原文抜粋:
>>

飲食店関係者が夏場、最も警戒しているものが食中毒です。
食中毒の疑いがある場合は、保健所から連絡があり、厨房のふき取り調査や手の細菌検査、検便などが行われます。 もし、店舗が原因の食中毒だと正式に認定されると、営業停止処分を受けることになります。また夕方のニュースでも取り上げられることとなり、経営へのダメージは計り知れません。
さらに、行政から処分を受けるだけでなく、被害を受けたお客様から損害賠償請求をされてしまうことも考えられます。飲食代金と医療費は飲食店側が負担をする、ということが法律で決まっており、医療費実費、通院交通費、見舞金などで、合計1人あたり3万円~5万円になるケースも。宴会時に発生した場合は賠償金額だけで数十万円になります。
今回は飲食店関係者全員が知っておくべき、夏場の食中毒対策のポイントをご説明します。これから飲食店へ就職・転職を考えている方も必見です。
原因はウイルスと細菌
ウイルスによる食中毒は冬に流行します。原因のほとんどはカキを含む2枚貝を起因とするノロウイルスです。
しかし、細菌による食中毒は、気温が高く細菌が育ちやすい6月~9月頃に起こります。まさに今の時期に増加するので、早めの対策が必要です。
飲食店で発生した主な食中毒
- 前日に調理したカレーを常温放置して、翌日に提供したことによる食中毒(ウェルシュ菌)
- 鶏の刺身による食中毒(カンピロバクター)
- 鶏のたたきを含む食事による食中毒(カンピロバクター)
- 調理提供された宴会料理(前菜、焼魚、刺身、生カキなど)による食中毒(ノロウイルス)
- カツオの刺身による食中毒(アニサキス)
出典 https://pro.kao.com/jp/
原因としては「刺身以外は常温で置いておいても問題がないだろう」「先日仕入れた生ガキが余ってしまったから売り切ろう」という店舗側の意識の低さや、食材の不適切な取扱いが問題となっていることが分かります。
ここから分かるのは、正しい知識を持ち対応すれば、食中毒は未然に防げるということです。
夏の食中毒対策
食中毒は、その原因となる細菌やウイルスが食べ物に付着し、体内へ侵入することによって発生します。体調管理、調理器具の消毒などを徹底しましょう。テイクアウトやデリバリーを行っている場合に適したメニューなのか見直す必要もあります。冷蔵が必要な食材の常温放置にも気をつけましょう。夏は直射日光のある場所に置くと、食材が思った以上に傷むことがあり注意が必要です。
菌をつけない
まずは食中毒対策の基本、手洗いの徹底です。それから、スポンジ・ふきんのアルコール消毒、まな板を肉と野菜で分けます。鍋物の時のトングや箸も分けるようにしましょう。
菌を増やさない
細菌のはたらきが活発になる温度は20~50度、特に体温に近い35~40度のときは要注意です。調理した後は粗熱をとって冷蔵庫に保存。出来上がった料理を常温で放置しない。温かい料理は10℃以下まで速やかに冷まし、再加熱してから提供しましょう。
細菌のほとんどは加熱することで消滅します。目安として、中心部が75度で1分以上加熱と言われています。
注意喚起
スタッフの間で注意喚起を共有することも大事です。「これは常温では放置しないでください」など具体的に口頭でコミュニケーションをとることも大切です。
https://www.gourmetcaree.jp/kanto/
まとめ
飲食店関係者が夏に注意すべき食中毒対策をご説明しました。食中毒は予防することで防ぐことが出来ます。一人一人が意識し、店舗全体で予防を徹底することが大事です。

<<

抽出項目:
>>

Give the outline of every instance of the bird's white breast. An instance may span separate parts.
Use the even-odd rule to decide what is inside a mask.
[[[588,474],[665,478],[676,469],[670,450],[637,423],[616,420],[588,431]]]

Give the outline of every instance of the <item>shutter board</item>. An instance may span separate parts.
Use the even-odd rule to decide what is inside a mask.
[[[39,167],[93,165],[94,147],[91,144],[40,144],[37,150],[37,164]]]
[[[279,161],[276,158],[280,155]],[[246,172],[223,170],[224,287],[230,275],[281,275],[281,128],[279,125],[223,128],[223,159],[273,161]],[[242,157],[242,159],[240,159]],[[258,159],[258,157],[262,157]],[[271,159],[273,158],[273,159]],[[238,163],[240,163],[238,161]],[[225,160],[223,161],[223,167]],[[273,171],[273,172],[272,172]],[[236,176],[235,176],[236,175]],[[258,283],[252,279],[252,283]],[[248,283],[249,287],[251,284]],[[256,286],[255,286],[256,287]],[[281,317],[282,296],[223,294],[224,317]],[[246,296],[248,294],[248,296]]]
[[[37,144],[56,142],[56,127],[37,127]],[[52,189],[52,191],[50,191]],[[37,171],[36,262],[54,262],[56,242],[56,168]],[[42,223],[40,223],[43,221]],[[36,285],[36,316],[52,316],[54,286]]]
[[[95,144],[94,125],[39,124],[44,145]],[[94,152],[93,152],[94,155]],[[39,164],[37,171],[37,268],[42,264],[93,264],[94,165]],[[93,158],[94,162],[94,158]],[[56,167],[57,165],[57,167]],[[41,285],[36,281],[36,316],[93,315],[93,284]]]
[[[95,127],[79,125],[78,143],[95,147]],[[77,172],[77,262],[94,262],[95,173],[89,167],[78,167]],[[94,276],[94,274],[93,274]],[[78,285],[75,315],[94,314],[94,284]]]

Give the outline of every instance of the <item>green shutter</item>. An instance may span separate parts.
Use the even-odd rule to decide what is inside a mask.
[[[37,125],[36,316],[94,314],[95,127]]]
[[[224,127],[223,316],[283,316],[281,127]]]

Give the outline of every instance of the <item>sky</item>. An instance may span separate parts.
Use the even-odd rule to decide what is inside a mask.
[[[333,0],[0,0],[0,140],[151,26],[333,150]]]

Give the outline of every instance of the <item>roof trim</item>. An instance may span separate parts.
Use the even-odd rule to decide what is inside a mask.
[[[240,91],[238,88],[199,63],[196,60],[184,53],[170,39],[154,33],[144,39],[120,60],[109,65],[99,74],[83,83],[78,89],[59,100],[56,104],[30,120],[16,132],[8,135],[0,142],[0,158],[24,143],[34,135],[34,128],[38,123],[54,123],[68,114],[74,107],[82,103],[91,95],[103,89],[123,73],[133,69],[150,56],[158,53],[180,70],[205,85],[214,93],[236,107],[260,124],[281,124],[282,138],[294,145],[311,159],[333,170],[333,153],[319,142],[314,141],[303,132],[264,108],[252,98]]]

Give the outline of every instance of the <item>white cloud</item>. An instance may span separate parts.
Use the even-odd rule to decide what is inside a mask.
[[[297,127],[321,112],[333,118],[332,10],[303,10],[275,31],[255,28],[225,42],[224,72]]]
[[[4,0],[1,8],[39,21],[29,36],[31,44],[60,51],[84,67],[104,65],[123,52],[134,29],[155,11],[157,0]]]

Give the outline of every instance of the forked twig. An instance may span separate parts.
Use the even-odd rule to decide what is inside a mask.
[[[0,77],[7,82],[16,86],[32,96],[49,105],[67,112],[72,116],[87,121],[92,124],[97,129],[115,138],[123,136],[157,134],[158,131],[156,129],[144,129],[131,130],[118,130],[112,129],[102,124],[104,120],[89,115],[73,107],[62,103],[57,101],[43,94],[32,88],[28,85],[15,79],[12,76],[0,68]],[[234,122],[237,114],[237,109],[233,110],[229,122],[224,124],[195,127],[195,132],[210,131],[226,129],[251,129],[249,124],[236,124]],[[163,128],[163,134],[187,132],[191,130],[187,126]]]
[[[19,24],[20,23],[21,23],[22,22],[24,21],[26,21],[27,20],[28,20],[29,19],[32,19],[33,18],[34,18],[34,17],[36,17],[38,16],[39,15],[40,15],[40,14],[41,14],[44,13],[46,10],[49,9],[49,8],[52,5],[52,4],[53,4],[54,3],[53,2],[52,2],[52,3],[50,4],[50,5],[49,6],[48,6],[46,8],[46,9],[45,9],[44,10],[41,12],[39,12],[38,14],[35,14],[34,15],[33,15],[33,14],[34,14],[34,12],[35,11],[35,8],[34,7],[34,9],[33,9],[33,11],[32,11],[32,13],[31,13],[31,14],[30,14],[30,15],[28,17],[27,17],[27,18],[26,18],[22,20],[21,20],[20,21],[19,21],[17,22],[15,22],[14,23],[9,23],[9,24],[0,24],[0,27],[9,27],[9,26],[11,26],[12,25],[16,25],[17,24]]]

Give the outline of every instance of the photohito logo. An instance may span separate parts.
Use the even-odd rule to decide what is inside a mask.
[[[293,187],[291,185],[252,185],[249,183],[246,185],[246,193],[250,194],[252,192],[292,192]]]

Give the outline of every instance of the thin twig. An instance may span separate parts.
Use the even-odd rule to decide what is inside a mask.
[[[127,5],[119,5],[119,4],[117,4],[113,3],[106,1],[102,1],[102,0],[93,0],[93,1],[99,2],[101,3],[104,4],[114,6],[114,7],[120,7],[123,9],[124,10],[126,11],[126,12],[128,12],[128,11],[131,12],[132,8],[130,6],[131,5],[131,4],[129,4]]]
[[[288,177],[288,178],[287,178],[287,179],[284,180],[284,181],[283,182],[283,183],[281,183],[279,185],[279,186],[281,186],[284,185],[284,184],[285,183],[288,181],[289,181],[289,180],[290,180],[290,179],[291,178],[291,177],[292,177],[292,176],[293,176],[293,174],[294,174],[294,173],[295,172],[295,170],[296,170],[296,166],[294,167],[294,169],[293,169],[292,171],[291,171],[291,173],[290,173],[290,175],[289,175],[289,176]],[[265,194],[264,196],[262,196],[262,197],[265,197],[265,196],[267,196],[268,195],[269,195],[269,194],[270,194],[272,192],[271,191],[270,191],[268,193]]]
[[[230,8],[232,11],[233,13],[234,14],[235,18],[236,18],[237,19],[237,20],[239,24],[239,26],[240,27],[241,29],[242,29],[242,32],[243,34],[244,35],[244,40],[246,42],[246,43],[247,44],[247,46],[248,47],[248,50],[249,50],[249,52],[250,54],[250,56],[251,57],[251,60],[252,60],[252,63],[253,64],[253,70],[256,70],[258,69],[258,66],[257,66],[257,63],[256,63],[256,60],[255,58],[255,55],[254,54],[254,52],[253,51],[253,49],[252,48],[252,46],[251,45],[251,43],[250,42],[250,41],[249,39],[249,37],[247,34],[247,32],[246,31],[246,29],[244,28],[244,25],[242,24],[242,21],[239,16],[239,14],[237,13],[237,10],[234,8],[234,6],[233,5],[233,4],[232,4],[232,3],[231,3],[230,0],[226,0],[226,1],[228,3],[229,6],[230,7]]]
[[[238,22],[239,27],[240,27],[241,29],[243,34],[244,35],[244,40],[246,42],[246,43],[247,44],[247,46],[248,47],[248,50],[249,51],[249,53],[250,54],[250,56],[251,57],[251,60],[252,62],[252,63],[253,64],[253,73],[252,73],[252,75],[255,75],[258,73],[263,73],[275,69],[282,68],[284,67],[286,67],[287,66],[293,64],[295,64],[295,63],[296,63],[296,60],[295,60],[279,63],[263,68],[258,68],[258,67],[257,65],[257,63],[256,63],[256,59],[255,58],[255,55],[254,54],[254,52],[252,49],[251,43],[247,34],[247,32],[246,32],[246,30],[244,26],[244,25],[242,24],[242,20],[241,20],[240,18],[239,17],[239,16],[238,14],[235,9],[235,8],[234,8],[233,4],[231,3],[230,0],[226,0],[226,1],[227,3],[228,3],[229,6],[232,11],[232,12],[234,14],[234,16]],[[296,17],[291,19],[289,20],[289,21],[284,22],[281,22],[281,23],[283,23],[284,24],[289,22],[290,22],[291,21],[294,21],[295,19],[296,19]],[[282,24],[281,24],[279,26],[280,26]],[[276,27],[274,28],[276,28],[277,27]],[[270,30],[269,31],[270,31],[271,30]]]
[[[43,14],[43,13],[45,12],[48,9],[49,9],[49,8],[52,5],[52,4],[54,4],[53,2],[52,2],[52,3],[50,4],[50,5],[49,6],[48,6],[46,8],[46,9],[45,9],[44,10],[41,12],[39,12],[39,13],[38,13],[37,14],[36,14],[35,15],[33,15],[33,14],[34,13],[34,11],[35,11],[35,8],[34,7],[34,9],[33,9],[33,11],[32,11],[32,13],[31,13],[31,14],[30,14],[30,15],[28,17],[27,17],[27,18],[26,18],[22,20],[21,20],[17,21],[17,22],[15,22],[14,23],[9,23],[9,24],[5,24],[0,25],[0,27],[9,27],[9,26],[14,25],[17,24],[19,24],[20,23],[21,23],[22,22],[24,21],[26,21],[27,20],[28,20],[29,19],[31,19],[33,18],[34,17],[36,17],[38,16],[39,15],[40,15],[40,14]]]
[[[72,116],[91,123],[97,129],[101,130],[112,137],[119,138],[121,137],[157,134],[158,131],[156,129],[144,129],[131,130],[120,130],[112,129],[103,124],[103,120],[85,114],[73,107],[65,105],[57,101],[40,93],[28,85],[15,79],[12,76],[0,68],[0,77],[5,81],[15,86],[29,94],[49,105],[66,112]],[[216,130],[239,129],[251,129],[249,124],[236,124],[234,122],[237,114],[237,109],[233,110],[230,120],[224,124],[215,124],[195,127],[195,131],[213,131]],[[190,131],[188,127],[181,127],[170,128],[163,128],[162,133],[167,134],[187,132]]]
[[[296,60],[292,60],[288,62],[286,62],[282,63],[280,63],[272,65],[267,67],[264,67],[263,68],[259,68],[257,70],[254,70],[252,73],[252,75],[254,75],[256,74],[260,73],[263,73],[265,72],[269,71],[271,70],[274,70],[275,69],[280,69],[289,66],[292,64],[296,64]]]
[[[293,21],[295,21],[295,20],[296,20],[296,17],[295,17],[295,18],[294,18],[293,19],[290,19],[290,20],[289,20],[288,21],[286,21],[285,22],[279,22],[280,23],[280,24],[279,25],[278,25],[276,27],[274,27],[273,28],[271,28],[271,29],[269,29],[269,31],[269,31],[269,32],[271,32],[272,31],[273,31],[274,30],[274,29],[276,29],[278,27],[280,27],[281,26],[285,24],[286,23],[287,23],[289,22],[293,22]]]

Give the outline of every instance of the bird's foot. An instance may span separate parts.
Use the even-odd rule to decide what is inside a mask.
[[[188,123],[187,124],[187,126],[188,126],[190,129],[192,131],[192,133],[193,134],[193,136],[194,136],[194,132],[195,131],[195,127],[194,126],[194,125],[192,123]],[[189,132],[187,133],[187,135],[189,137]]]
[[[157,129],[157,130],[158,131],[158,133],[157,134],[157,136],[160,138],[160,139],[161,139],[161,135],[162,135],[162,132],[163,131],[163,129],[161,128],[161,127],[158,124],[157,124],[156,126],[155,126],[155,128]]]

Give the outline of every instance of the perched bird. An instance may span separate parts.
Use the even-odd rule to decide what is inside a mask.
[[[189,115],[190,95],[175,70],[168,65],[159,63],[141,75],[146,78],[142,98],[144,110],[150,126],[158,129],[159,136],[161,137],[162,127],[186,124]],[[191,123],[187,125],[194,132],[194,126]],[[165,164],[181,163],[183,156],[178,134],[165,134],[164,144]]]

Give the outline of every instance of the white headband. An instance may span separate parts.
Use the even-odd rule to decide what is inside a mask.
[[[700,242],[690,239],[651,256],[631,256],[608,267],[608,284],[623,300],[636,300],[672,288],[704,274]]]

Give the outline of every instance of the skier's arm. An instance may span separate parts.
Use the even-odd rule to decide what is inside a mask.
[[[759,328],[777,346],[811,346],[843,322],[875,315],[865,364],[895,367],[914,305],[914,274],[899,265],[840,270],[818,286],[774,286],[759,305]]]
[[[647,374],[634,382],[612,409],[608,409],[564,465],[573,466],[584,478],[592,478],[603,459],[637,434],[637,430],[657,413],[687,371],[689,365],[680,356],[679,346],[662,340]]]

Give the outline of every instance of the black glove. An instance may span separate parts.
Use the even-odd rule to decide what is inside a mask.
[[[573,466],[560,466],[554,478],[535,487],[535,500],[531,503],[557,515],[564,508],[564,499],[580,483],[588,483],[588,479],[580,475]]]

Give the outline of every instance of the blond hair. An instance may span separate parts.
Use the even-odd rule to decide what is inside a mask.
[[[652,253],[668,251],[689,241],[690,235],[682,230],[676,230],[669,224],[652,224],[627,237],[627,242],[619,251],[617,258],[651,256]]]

<<

作業指示:
食中毒対策の記事から、「ここから分かるのは、正しい知」という語句を含むところで始まり「分以上加熱と言われています。」で終わる部分を、一字一句変えずに抜き出すこと。 項目は別の出典から取ったものである。

作業の解答:
ここから分かるのは、正しい知識を持ち対応すれば、食中毒は未然に防げるということです。
夏の食中毒対策
食中毒は、その原因となる細菌やウイルスが食べ物に付着し、体内へ侵入することによって発生します。体調管理、調理器具の消毒などを徹底しましょう。テイクアウトやデリバリーを行っている場合に適したメニューなのか見直す必要もあります。冷蔵が必要な食材の常温放置にも気をつけましょう。夏は直射日光のある場所に置くと、食材が思った以上に傷むことがあり注意が必要です。
菌をつけない
まずは食中毒対策の基本、手洗いの徹底です。それから、スポンジ・ふきんのアルコール消毒、まな板を肉と野菜で分けます。鍋物の時のトングや箸も分けるようにしましょう。
菌を増やさない
細菌のはたらきが活発になる温度は20~50度、特に体温に近い35~40度のときは要注意です。調理した後は粗熱をとって冷蔵庫に保存。出来上がった料理を常温で放置しない。温かい料理は10℃以下まで速やかに冷まし、再加熱してから提供しましょう。
細菌のほとんどは加熱することで消滅します。目安として、中心部が75度で1分以上加熱と言われています。